>> begin Input data

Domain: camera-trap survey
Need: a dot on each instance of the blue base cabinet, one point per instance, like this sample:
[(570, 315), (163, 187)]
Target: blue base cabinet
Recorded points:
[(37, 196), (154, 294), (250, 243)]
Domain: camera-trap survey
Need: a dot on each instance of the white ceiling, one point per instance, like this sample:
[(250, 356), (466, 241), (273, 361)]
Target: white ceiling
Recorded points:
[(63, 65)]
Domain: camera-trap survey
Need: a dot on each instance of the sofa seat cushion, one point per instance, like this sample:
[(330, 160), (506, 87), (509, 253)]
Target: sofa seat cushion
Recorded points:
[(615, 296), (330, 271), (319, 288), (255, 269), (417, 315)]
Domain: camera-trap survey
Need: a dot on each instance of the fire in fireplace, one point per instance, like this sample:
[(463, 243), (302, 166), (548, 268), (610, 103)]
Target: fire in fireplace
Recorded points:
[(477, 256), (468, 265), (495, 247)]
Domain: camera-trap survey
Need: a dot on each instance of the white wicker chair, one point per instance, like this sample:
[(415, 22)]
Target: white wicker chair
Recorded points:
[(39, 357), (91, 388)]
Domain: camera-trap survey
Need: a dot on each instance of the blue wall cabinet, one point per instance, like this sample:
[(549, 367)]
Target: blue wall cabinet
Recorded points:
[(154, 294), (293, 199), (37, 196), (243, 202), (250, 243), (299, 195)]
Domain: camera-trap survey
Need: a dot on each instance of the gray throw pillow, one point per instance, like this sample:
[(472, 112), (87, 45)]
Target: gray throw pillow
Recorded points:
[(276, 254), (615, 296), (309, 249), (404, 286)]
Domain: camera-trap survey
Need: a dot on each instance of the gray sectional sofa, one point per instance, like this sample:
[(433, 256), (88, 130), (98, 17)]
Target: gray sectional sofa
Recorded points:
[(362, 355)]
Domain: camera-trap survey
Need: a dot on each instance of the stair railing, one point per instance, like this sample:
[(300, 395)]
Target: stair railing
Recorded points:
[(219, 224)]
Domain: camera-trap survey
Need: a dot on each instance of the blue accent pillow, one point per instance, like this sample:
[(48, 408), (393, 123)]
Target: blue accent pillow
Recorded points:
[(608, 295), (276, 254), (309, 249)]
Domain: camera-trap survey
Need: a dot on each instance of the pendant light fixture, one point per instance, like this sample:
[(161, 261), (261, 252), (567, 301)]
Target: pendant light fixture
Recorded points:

>> end Input data

Task to complete -> Repeat the data precisely, reproducing every entry.

Finished answer ->
Domain: camera-trap survey
Need: a dot on each instance of the blue base cabinet, one point per instance, like this sample:
[(570, 315), (163, 187)]
Target: blue base cabinet
Recorded points:
[(37, 196), (154, 294), (250, 243)]
Domain: camera-trap survey
Need: a dot on each instance of the white ceiling, one point per instance, like this sample:
[(250, 356), (466, 241), (273, 361)]
Target: white ceiling
Recorded points:
[(63, 65)]
Domain: camera-trap survey
Need: a dot on each instance of the sofa seat cushion, one point per instance, like this sample:
[(330, 160), (506, 87), (509, 253)]
Target: sofa seat cushion
Recorded points:
[(615, 296), (330, 271), (319, 288), (255, 269), (417, 315)]
Domain: camera-trap survey
Need: a dot on each instance of the fire in fireplace, one point per instance, like this sample:
[(463, 243), (302, 166), (548, 268), (610, 103)]
Target: fire in fireplace
Recorded points:
[(477, 256), (468, 265), (495, 247)]
Domain: camera-trap survey
Need: a dot on each instance of the white wicker chair, one point per instance, like this sample:
[(415, 22)]
Target: white wicker chair
Recorded points:
[(39, 357), (91, 388)]
Domain: camera-trap survey
Need: a dot on each instance of the blue wall cabinet, one point per instance, like this sample:
[(549, 367)]
Target: blue wall cabinet
Recorded points:
[(154, 294), (293, 199), (37, 196), (243, 202), (250, 243), (299, 195)]
Domain: camera-trap survey
Need: a dot on each instance of the gray throw pillow, one point per instance, like this sample:
[(472, 112), (87, 45)]
Target: gray throw pillow
Recorded points:
[(276, 254), (615, 296), (309, 249), (404, 286)]
Domain: camera-trap survey
Need: a dot on each instance of the gray sectional sofa, one point per instance, like this sample:
[(433, 256), (88, 130), (98, 17)]
Target: gray sectional sofa
Recorded points:
[(362, 355)]
Domain: camera-trap survey
Need: a dot on each instance of the stair railing, one point per instance, like this sample:
[(300, 395)]
Target: stair railing
Recorded points:
[(219, 224)]
Domain: camera-trap survey
Need: a dot on each instance of the blue accent pillow, one point per instance, like this sample:
[(48, 408), (393, 123)]
Target: blue accent pillow
Recorded points:
[(608, 295), (276, 254), (309, 249)]
Domain: camera-trap survey
Need: a dot on each instance of the pendant light fixture, one point per instance, like this sample:
[(161, 261), (261, 252), (567, 301)]
Target: pendant light fixture
Recorded points:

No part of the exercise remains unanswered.